Within the entries below, find every line that has the string "instance", then copy it.

* * *

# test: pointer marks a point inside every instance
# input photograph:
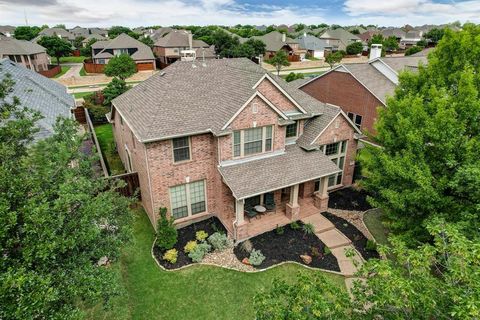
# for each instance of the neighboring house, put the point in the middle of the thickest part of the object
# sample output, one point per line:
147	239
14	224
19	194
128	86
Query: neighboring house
315	47
217	138
31	55
103	51
95	36
38	93
7	31
360	88
57	32
276	41
339	38
180	45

* * *

> _RESPONSE FOR THIS EXERCISE_:
# test: pointer marks a point inside every instance
# for each instance of the neighboring house, put the point in the middle of the thickest part of the object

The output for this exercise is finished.